KUTIPAN HALAMAN:

8.      Kewarganegaraan yang efektif
Warga Negara efektif adalah warga Negara yang mampu mengubah diri, menggali potensi diri, serta berkontribusi bagi keluarga, lingkungan, dan negaranya.  Warga Negara yang efektif juga harus mengetahui hak dan kewajibannya.
9.      Bahasa Inggris ragam dunia
Walaupun Bahasa Inggris adalah Bahasa dunia, tapi bagi setiap bangsa lain Bahasa Inggris adalah tetap sebagai kedua.  Sama halnya seperti Bahasa Indonesia yang dianggap Bahasa kedua oleh kota-kota yang ada di Indonesia, ia memiliki bahasa ibu masing-masing.
10.  Kemampuan berfikir kritis
Literasi bukanlah hanya mampu membaca dan menulis, tapi harus mampu berfikir kritis.  karena manusia adalah makhluk pengguna symbol.

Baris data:
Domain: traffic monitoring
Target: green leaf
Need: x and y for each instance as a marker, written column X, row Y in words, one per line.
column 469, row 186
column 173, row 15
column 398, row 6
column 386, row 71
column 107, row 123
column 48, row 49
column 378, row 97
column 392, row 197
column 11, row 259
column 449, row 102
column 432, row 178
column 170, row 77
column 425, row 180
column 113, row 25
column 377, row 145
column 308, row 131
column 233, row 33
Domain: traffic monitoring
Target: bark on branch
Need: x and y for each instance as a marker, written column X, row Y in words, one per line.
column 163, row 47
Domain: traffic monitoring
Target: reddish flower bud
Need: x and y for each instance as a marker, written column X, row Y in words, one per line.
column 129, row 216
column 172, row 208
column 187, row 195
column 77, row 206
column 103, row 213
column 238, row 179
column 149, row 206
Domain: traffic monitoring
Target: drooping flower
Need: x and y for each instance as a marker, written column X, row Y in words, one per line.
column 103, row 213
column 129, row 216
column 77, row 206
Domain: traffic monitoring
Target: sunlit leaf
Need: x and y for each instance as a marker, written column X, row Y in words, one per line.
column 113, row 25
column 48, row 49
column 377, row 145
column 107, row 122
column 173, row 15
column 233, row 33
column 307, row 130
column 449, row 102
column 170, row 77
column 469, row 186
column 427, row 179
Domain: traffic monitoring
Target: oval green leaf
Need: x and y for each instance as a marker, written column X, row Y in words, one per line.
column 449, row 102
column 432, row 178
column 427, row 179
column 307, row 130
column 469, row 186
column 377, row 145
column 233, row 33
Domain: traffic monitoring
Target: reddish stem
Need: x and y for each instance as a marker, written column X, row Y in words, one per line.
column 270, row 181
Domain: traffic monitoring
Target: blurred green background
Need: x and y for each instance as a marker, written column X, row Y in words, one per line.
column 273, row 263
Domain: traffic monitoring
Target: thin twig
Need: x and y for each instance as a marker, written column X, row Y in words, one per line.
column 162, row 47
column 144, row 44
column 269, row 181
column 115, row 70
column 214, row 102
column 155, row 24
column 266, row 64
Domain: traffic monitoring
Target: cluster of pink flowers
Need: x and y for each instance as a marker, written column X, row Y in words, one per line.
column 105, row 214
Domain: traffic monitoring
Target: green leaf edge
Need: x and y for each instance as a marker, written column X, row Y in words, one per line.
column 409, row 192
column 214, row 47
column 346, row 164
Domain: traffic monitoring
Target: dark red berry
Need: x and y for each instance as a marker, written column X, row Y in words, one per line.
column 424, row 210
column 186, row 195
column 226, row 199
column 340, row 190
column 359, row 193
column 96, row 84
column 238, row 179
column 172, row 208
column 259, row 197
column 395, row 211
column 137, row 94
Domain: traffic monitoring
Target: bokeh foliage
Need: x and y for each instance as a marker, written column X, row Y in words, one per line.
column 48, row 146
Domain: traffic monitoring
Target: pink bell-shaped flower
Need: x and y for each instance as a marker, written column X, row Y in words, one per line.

TUGAS ANDA:
a. Menurut kutipan halaman, kemampuan apa yang harus dimiliki dalam literasi selain mampu membaca dan menulis?
b. Nyatakan bagian catatan yang dimulai dari baris pertama catatan dan berakhir pada baris yang memuat "column 163, row 47", termasuk kedua ujungnya, sebagai CSV dua kolom bernama teks dan jawaban. Buat satu baris untuk setiap butir, lalu isi teks butir dan jawabannya masing-masing dalam satu kolom berkutip, dengan jeda baris diganti spasi.

KUNCI JAWABAN:
a. Literasi juga harus mencakup kemampuan berfikir kritis.

b.
teks,jawaban
"Domain: traffic monitoring Target: green leaf Need: x and y for each instance as a marker, written column X, row Y in words, one per line.","column 469, row 186 column 173, row 15 column 398, row 6 column 386, row 71 column 107, row 123 column 48, row 49 column 378, row 97 column 392, row 197 column 11, row 259 column 449, row 102 column 432, row 178 column 170, row 77 column 425, row 180 column 113, row 25 column 377, row 145 column 308, row 131 column 233, row 33"
"Domain: traffic monitoring Target: bark on branch Need: x and y for each instance as a marker, written column X, row Y in words, one per line.","column 163, row 47"